## The problem:
Put every line of the listing below into a JSON list of strings, one string per line, with blank lines skipped and the picture left out.

## The data:
::::::

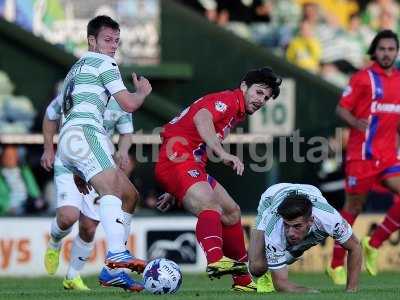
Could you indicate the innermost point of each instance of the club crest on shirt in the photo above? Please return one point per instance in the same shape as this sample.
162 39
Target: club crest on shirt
194 173
347 91
340 229
220 106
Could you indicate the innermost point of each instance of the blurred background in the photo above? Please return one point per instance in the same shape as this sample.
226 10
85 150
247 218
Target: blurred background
188 48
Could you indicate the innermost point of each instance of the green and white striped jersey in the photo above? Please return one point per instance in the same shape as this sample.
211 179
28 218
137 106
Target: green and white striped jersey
88 86
326 222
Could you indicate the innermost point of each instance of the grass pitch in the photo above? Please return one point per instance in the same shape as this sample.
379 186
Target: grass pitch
385 286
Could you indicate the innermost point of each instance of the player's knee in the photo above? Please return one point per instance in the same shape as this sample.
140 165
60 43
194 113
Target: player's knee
257 269
231 216
66 219
130 200
87 231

::::::

## Written response:
[
  "Could you indicate the innermost point of each instance of the club crest on shirt in the photo above? Please return one point per instance in the same shape as this sample.",
  "162 39",
  "Target: club crest on shirt",
  "194 173",
  "347 91",
  "340 229",
  "220 106",
  "Could you indicate the innermost point of each instance of the blurred background in the photo above? Please return one point per instance in the same shape as this sample.",
  "226 10",
  "85 150",
  "247 218",
  "Target: blurred background",
  "188 48",
  "Could you indicate the innermost point of each instance of the green and white striped jersey in the photo above? Please return one point per instance in the same shape as this sample.",
  "211 179",
  "28 218",
  "137 106",
  "Target: green and white striped jersey",
  "88 86",
  "326 222",
  "Could you indicate the innermost point of each instance of the grass pitch in the photo above? Please return one point per instance in the same shape as this sample.",
  "379 186",
  "Target: grass pitch",
  "385 286",
  "Could you indicate the innermost point of each instance of the player's knee in the photo above? Please return one point per instance in the same shape as this sample.",
  "140 165",
  "60 43",
  "194 113",
  "Target: player's knee",
  "257 269",
  "231 216",
  "66 219",
  "130 200",
  "87 231"
]